• Task statement
Express everything from the line containing "[segment] conifer tree" down to the line containing "POLYGON ((36 235, 43", both lines included, as a two-column CSV with the headers text and answer. Give one row per record, put each field in double quotes, and replace line breaks with spaces.

• Provided data
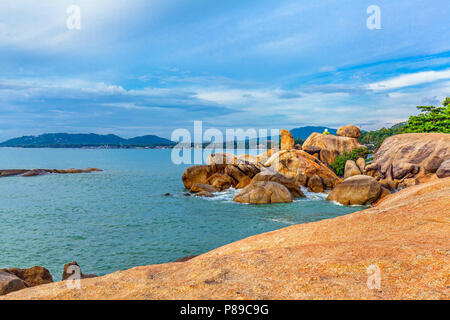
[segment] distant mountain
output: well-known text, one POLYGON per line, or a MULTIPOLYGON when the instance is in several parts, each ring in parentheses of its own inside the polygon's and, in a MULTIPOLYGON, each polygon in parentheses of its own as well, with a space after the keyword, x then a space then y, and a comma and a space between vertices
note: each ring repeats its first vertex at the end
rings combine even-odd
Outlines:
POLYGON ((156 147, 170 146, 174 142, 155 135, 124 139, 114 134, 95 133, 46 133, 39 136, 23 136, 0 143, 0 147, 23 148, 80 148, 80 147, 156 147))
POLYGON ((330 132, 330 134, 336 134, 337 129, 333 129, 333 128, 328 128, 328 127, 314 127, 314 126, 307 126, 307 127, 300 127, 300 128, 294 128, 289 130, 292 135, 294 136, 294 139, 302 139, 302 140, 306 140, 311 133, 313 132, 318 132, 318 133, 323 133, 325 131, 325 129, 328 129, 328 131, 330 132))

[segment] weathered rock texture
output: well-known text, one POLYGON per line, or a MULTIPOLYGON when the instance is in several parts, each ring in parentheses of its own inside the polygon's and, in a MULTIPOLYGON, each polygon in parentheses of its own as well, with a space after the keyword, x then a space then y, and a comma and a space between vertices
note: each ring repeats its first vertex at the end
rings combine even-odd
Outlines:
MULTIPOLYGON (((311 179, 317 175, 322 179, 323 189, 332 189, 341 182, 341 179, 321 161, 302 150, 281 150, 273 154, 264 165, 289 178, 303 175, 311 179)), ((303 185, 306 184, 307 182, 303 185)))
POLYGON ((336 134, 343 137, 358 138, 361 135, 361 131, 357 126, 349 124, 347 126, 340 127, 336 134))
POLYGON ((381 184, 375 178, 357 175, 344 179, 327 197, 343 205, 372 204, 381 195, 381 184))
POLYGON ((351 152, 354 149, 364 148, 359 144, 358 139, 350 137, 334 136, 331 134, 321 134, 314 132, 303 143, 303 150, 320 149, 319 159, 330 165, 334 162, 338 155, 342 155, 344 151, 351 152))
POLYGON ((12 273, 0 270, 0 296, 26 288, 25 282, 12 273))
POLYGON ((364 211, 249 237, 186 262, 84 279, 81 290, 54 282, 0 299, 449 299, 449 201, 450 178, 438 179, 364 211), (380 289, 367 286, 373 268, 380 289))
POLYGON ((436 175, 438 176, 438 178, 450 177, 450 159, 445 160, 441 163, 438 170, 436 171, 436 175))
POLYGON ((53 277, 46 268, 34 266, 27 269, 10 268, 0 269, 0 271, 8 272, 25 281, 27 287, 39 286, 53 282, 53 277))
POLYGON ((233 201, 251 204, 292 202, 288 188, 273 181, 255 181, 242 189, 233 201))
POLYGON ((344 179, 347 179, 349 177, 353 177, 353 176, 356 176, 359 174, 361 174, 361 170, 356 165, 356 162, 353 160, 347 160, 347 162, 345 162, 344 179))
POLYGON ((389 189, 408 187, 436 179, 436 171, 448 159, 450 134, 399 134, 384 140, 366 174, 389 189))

* * *

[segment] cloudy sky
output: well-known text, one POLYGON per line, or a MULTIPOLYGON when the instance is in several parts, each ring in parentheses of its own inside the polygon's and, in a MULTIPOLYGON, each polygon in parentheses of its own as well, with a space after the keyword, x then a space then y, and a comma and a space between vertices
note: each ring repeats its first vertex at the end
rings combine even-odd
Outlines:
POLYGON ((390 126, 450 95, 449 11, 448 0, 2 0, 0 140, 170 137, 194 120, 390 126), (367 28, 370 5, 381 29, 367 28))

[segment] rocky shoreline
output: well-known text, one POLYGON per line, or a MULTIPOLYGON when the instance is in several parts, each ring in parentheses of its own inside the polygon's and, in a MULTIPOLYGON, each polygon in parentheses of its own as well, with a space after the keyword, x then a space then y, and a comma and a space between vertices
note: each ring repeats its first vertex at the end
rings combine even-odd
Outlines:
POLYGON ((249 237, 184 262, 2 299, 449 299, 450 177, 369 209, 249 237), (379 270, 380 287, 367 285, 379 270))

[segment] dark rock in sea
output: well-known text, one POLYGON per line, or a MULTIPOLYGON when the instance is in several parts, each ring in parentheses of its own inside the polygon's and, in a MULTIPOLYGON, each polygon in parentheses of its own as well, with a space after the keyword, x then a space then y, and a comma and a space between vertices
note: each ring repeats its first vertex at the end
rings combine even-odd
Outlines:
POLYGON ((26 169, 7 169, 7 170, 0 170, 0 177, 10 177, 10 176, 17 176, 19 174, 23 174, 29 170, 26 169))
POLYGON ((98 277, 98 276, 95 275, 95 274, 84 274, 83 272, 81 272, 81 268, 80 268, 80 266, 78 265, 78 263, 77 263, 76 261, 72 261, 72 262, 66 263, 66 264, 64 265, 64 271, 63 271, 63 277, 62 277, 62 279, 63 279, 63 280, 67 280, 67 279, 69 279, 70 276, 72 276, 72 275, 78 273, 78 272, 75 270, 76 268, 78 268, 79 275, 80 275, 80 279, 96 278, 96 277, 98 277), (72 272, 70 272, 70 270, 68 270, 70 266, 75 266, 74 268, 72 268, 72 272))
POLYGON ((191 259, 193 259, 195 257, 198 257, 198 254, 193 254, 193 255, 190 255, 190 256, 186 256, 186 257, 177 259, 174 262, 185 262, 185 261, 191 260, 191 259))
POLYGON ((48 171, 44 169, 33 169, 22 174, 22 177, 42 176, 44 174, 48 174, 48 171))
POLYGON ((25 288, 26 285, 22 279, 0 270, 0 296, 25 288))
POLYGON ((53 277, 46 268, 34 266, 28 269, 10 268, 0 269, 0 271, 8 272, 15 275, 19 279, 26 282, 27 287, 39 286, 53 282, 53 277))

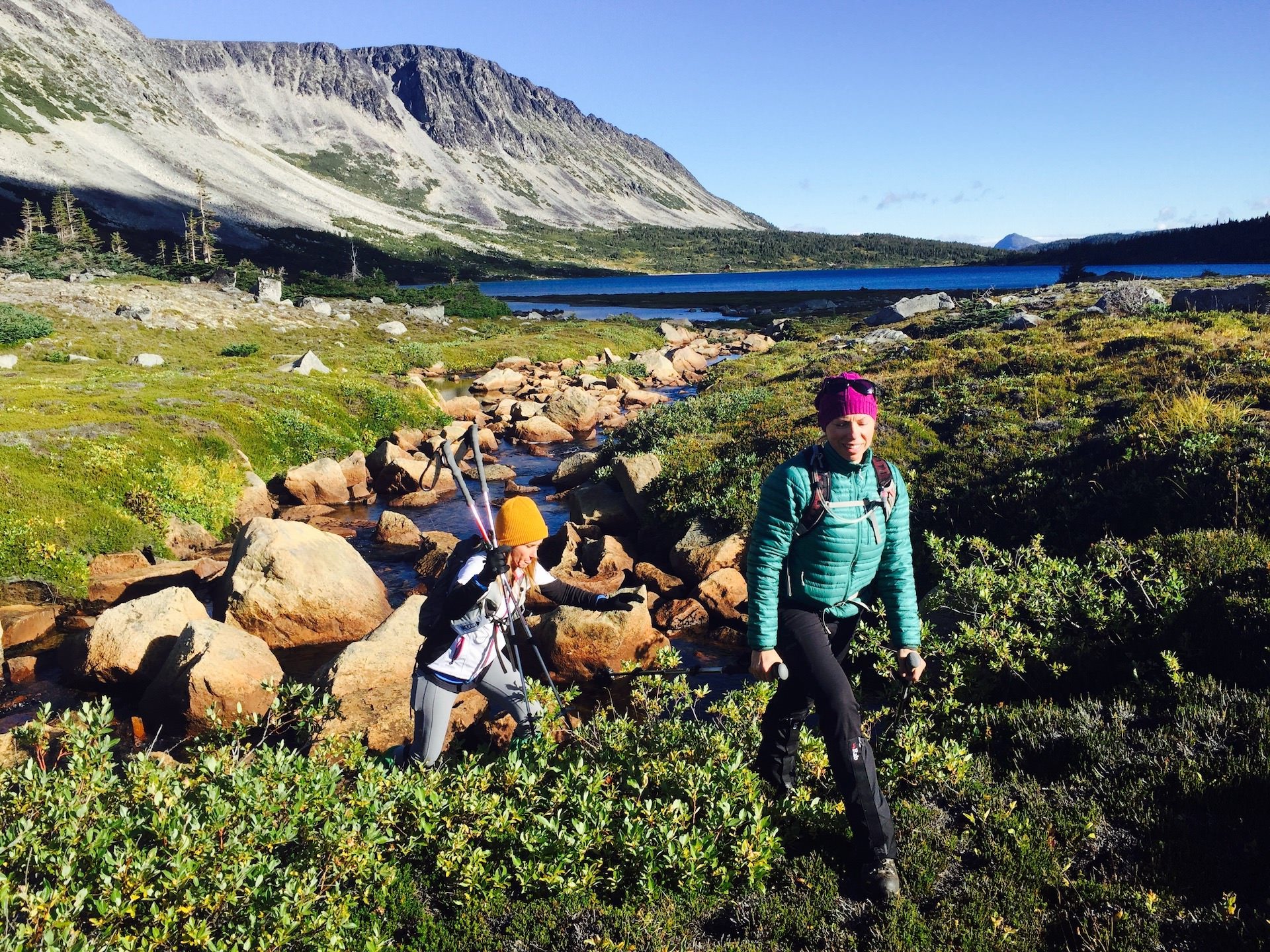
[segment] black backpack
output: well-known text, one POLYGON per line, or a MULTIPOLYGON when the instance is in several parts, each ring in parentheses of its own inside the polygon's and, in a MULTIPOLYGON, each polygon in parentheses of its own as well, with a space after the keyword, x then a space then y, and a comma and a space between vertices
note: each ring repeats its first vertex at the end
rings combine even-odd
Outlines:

* * *

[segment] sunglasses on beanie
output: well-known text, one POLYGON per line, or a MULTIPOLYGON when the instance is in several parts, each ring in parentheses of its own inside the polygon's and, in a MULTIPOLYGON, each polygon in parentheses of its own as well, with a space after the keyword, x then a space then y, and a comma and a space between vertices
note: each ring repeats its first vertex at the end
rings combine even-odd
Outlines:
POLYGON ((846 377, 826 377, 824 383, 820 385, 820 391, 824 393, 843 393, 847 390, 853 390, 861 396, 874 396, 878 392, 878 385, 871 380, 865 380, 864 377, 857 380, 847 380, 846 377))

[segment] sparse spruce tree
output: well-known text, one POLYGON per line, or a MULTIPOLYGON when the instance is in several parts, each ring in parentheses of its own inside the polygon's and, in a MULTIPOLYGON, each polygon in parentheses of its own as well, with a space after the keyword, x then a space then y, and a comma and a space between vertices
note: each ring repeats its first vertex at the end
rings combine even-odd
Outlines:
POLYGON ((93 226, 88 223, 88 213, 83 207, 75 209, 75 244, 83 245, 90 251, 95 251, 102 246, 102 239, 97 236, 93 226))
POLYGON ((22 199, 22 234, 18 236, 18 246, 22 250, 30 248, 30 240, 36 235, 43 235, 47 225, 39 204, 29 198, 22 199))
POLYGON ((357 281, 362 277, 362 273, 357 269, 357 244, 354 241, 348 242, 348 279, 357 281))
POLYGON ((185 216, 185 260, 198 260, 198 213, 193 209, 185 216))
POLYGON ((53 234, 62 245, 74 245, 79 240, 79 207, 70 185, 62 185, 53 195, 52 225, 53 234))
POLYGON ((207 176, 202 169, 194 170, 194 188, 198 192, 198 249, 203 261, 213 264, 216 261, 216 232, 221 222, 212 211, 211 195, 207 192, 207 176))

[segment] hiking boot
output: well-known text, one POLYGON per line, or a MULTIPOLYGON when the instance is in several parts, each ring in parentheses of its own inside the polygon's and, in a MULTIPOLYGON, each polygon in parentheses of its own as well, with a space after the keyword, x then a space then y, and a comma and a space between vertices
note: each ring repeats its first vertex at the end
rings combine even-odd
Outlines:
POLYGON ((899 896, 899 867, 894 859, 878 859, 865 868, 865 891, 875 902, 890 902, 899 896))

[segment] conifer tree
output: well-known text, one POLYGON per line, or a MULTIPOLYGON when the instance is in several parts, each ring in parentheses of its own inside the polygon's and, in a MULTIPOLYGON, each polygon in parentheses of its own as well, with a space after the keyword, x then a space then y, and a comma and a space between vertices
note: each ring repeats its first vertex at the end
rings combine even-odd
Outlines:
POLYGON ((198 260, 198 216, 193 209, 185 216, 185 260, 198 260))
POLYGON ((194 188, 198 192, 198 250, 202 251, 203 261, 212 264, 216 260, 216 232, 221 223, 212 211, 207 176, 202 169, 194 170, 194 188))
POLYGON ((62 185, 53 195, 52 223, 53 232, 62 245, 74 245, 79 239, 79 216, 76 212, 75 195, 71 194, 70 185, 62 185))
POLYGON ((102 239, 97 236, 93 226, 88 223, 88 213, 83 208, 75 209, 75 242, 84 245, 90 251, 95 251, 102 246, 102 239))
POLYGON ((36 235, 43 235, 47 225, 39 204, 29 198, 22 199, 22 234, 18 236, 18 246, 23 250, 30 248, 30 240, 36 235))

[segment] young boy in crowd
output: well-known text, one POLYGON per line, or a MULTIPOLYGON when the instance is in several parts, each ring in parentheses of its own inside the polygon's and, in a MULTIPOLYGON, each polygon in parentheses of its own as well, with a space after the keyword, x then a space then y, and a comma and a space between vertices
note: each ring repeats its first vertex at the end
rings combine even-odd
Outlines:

• Answer in full
text,answer
"[segment] conifer tree output: well-known text, one POLYGON per line, or a MULTIPOLYGON when the instance is in several parts, each ring in parentheses of its own inside the polygon's and, in a MULTIPOLYGON, each polygon in parentheses of its own as well, with a space after the keyword, x then a space then y, and a comma and a space between vertices note: each ring repeats its first vertex at the end rings combine even-odd Outlines:","POLYGON ((198 260, 198 216, 193 209, 185 216, 185 260, 198 260)) POLYGON ((194 188, 198 192, 198 250, 202 251, 203 261, 212 264, 216 260, 216 232, 221 223, 212 211, 207 176, 202 169, 194 170, 194 188)) POLYGON ((62 185, 53 195, 52 223, 53 232, 62 245, 74 245, 79 239, 79 216, 76 212, 75 195, 71 194, 70 185, 62 185)) POLYGON ((102 239, 97 236, 93 226, 88 223, 88 213, 83 208, 75 209, 75 242, 84 245, 90 251, 95 251, 102 246, 102 239)) POLYGON ((36 235, 43 235, 47 225, 39 204, 29 198, 22 199, 22 234, 18 236, 18 246, 23 250, 30 248, 30 240, 36 235))"